• Sfida 1: Secondo l'estratto sulle politiche fiscali del Governo, su quali imprese controllate dal Tesoro punta il progetto di privatizzazione?
• Sfida 2: Prosegui l'estratto sulle privatizzazioni volute dal Governo, riprendendo subito dopo la sua ultima frase.

• Estratto della pagina:
┄┄┄┄┄┄┄┄┄┄┄┄┄┄┄┄┄┄┄┄

D’altronde lui è vittima e carnefice delle politiche del suo Governo a favore degli evasori, come il concordato preventivo e i condoni che ogni giorno Matteo Salvini gli mette sul tavolo, contro ogni provvedimento fiscale che individui i tanti furbetti delle tasse (vedi l’inedita buffonata istituzionale del redditometro prima approvato per decreto dal viceministro Maurizio Leo e poi annullato via social da un video di Giorgia Meloni per ragioni puramente elettorali).
Giorgetti a questo punto dà l’idea di essere in pieno stato confusionale, stretto tra la morsa di un debito pubblico in continua crescita, un’assenza totale di un piano industriale, e una serie di provvedimenti che vanno in senso opposto al risanamento del buco nel bilancio statale. A peggiorare la situazione è arrivato con una gigantesca tegola il monito del Fondo Monetario Internazionale, che, udite udite, chiede al Governo una manovra da 60 miliardi in due anni e “suggerisce” di abbandonare tutte le scelte in deficit in tempi brevi.
In questo quadro desolante al Governo è venuta l’idea originale di fare cassa attraverso le privatizzazioni.
L’idea è di dismettere quote di imprese controllate dal Tesoro a imprese private. Nel mirino del Governo ci sono le Poste, l’ENI e RaiWay. Un progetto ibrido, perché non si specifica se si vuole cedere il pacchetto di maggioranza o quote di minoranza; un progetto senza una politica industriale, senza alcuna proiezione sui riflessi che in passato le privatizzazioni e le concessioni hanno avuto sull’occupazione – e senza un’idea chiara sulle liberalizzazioni, unica garanzia che le privatizzazioni funzionino.
Esempi negativi in tal senso ce ne sono tanti: dalle concessioni Autostrade al gruppo Benetton, che si sono concluse con la tragedia del ponte Morandi, alle concessioni sui balneari che il Governo si guarda bene da liberalizzare, nonostante i continui richiami dell’Europa; fino alla privatizzazione di Telecom, che negli anni ha continuato a cambiare proprietà con pesanti riflessi sull’occupazione.

┄┄┄┄┄┄┄┄┄┄┄┄┄┄┄┄┄┄┄┄

• Materiale fornito:
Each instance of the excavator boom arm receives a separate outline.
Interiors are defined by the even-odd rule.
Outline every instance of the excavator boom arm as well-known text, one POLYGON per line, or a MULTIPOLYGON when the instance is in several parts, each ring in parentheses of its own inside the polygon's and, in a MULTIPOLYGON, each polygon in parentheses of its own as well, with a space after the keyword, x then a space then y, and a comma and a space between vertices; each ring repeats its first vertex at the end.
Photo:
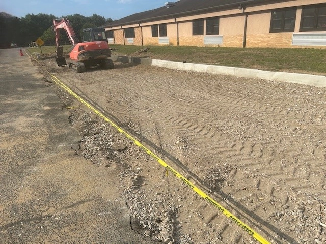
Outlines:
POLYGON ((71 45, 75 45, 79 42, 76 36, 75 32, 68 19, 63 18, 59 19, 54 19, 53 21, 55 33, 56 34, 56 44, 57 47, 60 46, 60 29, 64 29, 67 33, 71 45))

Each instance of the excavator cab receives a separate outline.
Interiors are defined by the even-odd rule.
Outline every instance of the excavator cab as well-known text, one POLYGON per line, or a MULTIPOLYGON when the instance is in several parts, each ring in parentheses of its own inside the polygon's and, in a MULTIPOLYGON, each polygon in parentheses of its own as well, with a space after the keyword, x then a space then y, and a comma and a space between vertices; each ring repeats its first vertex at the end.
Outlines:
POLYGON ((89 28, 83 30, 83 42, 106 42, 105 30, 103 28, 89 28))

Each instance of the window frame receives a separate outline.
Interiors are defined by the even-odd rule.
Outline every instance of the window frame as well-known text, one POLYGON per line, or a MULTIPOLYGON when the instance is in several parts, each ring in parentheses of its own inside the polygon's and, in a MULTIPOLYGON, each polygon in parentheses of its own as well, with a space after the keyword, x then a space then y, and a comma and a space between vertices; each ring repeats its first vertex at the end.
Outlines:
POLYGON ((124 37, 126 38, 134 38, 134 28, 126 28, 124 29, 124 37))
POLYGON ((159 29, 159 36, 167 37, 167 24, 161 24, 158 25, 159 29))
POLYGON ((158 36, 158 25, 152 25, 152 37, 158 36))
POLYGON ((286 8, 285 9, 273 9, 271 11, 271 14, 270 16, 270 26, 269 27, 269 32, 270 33, 277 33, 277 32, 294 32, 294 28, 295 28, 295 19, 296 18, 296 12, 297 12, 297 8, 286 8), (292 11, 294 10, 294 15, 293 17, 291 18, 286 18, 286 12, 288 11, 292 11), (278 19, 273 19, 273 12, 277 12, 279 13, 282 13, 282 17, 281 18, 281 29, 273 29, 273 23, 274 21, 278 20, 278 19), (285 29, 285 20, 287 19, 293 19, 293 28, 290 29, 285 29))
POLYGON ((105 35, 107 38, 114 38, 114 32, 113 29, 109 29, 105 31, 105 35))
POLYGON ((326 17, 326 14, 323 15, 318 15, 318 11, 321 8, 325 8, 326 4, 315 4, 313 5, 308 5, 307 6, 304 6, 302 8, 302 11, 301 13, 301 17, 300 19, 300 28, 299 29, 301 32, 311 32, 311 31, 324 31, 326 30, 326 26, 318 27, 318 18, 320 17, 326 17), (306 16, 305 17, 304 16, 305 9, 313 8, 315 9, 315 12, 314 13, 314 16, 312 18, 313 18, 313 26, 311 28, 309 27, 304 27, 303 26, 304 24, 304 20, 305 19, 307 19, 308 18, 312 18, 311 16, 306 16))
POLYGON ((220 33, 220 18, 218 17, 213 17, 212 18, 207 18, 206 19, 206 35, 219 35, 220 33), (214 23, 214 20, 217 20, 218 23, 217 24, 214 23), (211 23, 208 23, 210 22, 211 21, 212 21, 211 23), (218 31, 216 32, 214 32, 214 26, 217 25, 218 31), (210 26, 211 27, 211 32, 208 32, 207 30, 211 28, 210 26))
POLYGON ((204 35, 204 19, 193 20, 193 36, 202 35, 204 35))

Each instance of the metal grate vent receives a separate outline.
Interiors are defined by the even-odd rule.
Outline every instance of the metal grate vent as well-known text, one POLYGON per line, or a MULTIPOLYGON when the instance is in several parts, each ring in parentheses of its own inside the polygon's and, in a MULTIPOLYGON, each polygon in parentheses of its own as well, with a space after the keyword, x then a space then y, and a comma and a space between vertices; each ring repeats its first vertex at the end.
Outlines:
POLYGON ((223 44, 223 36, 205 36, 204 37, 204 44, 205 45, 218 45, 223 44))
POLYGON ((293 46, 326 46, 326 33, 293 33, 293 46))

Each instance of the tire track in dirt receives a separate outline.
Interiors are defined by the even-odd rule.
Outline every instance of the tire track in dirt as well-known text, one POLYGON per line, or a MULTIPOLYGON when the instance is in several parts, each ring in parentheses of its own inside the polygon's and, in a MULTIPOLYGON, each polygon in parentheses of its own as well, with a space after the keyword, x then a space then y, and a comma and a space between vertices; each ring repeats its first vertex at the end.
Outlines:
MULTIPOLYGON (((320 111, 324 98, 317 96, 321 100, 316 104, 309 97, 296 97, 295 92, 302 94, 308 89, 318 94, 318 89, 266 81, 243 82, 229 77, 142 66, 110 71, 114 79, 108 81, 99 74, 96 82, 84 84, 84 93, 92 94, 101 107, 114 110, 122 121, 139 124, 145 135, 156 131, 168 149, 176 148, 178 137, 185 137, 210 160, 216 162, 214 157, 236 169, 228 179, 232 185, 223 191, 239 202, 249 199, 250 211, 265 216, 268 212, 266 219, 275 211, 271 199, 286 204, 288 196, 311 192, 312 188, 324 197, 323 172, 317 170, 325 159, 324 147, 319 147, 325 141, 321 124, 325 115, 320 111), (113 94, 109 102, 103 100, 106 90, 113 94), (297 108, 296 103, 308 108, 297 108), (313 141, 307 145, 302 140, 313 141), (243 186, 247 186, 246 194, 243 186), (251 202, 253 194, 248 192, 254 193, 258 201, 251 202)), ((189 158, 196 153, 182 151, 180 155, 189 158)), ((193 168, 194 162, 191 158, 187 161, 193 168)), ((208 161, 202 162, 205 164, 201 170, 194 167, 194 172, 202 178, 210 165, 208 161)), ((219 218, 212 217, 209 222, 219 226, 219 218)), ((222 235, 232 232, 227 225, 218 230, 222 235)), ((239 238, 236 234, 233 240, 239 238)))

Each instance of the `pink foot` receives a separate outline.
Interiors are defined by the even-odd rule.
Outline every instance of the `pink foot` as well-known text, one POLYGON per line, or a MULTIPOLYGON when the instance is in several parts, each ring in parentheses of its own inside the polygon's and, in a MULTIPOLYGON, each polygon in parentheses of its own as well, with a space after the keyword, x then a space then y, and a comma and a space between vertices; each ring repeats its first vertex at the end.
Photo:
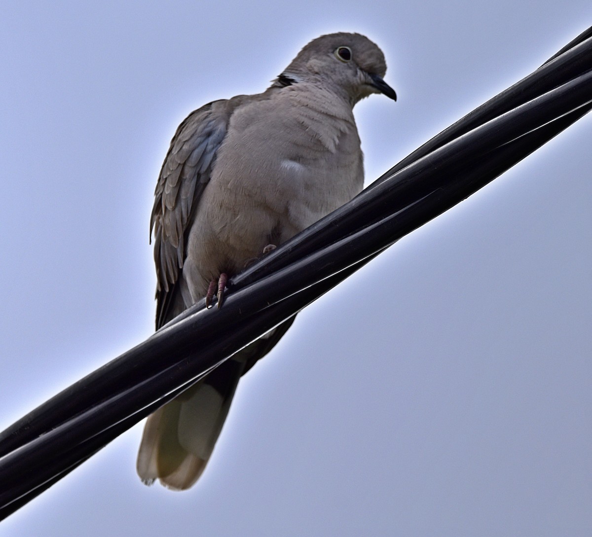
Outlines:
POLYGON ((226 286, 226 282, 228 282, 228 276, 224 272, 220 274, 217 282, 212 280, 208 286, 208 292, 205 293, 205 307, 210 308, 212 304, 212 299, 214 298, 214 292, 218 288, 218 308, 222 307, 222 302, 224 300, 224 289, 226 286))

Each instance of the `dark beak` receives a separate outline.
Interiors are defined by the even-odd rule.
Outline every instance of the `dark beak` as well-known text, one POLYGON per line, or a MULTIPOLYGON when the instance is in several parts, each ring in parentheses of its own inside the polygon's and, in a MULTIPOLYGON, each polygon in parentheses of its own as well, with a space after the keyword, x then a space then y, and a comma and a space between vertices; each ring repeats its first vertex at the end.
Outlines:
POLYGON ((384 93, 390 99, 392 99, 393 101, 397 101, 397 93, 395 93, 395 90, 391 88, 384 80, 382 80, 378 75, 374 75, 372 73, 369 73, 370 78, 372 79, 372 85, 374 86, 378 91, 381 93, 384 93))

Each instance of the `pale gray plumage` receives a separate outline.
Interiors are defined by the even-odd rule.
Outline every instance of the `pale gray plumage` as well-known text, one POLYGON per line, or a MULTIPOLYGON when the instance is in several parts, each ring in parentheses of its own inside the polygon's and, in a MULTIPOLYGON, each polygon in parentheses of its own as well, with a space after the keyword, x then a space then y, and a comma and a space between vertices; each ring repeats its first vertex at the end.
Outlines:
MULTIPOLYGON (((151 227, 157 328, 204 299, 269 244, 281 244, 362 189, 352 113, 372 93, 395 99, 380 49, 358 34, 308 43, 265 92, 217 101, 179 127, 159 177, 151 227)), ((148 418, 137 470, 185 489, 201 475, 242 374, 293 321, 252 343, 148 418)), ((196 342, 196 345, 199 342, 196 342)))

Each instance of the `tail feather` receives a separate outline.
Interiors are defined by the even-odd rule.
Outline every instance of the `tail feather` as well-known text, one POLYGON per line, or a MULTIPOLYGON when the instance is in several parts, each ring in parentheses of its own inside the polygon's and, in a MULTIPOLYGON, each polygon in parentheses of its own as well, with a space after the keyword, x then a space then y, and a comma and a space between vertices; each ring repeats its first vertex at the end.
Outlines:
POLYGON ((149 416, 138 453, 138 474, 185 490, 199 478, 230 407, 244 361, 230 359, 149 416))

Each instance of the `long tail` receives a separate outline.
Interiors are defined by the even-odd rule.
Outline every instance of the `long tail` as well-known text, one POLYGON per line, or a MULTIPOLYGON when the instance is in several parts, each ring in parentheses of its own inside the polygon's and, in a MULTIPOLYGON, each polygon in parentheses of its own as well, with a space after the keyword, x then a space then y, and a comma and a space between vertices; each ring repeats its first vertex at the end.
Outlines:
POLYGON ((245 362, 231 358, 149 416, 137 468, 146 484, 175 490, 201 475, 228 415, 245 362))

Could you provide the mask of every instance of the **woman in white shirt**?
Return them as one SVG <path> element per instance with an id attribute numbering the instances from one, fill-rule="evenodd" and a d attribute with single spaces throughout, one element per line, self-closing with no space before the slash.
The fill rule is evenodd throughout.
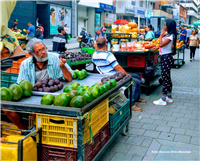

┄┄┄┄┄┄┄┄┄┄┄┄┄┄┄┄┄┄┄┄

• Risultato atteso 1: Le Poste, l'ENI e RaiWay.

• Risultato atteso 2:
Secondo i rapporti ufficiali, compreso quello della Corte dei conti, le privatizzazioni in Italia dal 1993 al 2010 sono state 93 e hanno portato nelle casse dello Stato 38 miliardi di euro; ma il debito pubblico era di 1.500 miliardi, contro quello attuale che tocca la vetta di 2.843. Stando a un rapporto della UIL, “i risultati delle privatizzazioni rivelarono che il trasferimento in mani private delle imprese pubbliche aveva generato effetti modesti sulla competitività, e che senza regolamentazione e mercati competitivi le compagnie, fissando qualsiasi prezzo e standard di servizio a loro discrezione, creavano monopoli e oligopoli”.
Non solo. “Dopo la privatizzazione risultava che i costi di produzione venivano ridotti a scapito dei lavoratori dipendenti, le cui condizioni lavorative peggiorano. Anche i rapporti di lavoro erano colpiti, con notevoli conseguenze negative sull’occupazione e le condizioni lavorative”.
C’è un’ultima considerazione da fare. Una politica di privatizzazioni senza un progetto industriale alternativo rischia, come è già avvenuto, di cedere ai privati asset strategici che sono il cuore dell’industria italiana. Anche questo è un modo per impoverire l’economia italiana nel lungo periodo. Se si facesse oggi una mappa del capitalismo italiano si scoprirebbe che settori importanti come le telecomunicazioni sono già nelle mani di gruppi stranieri. Alcuni danni sono già fatti, insomma. Sarebbe il caso di non farne altri, muovendosi a tentoni.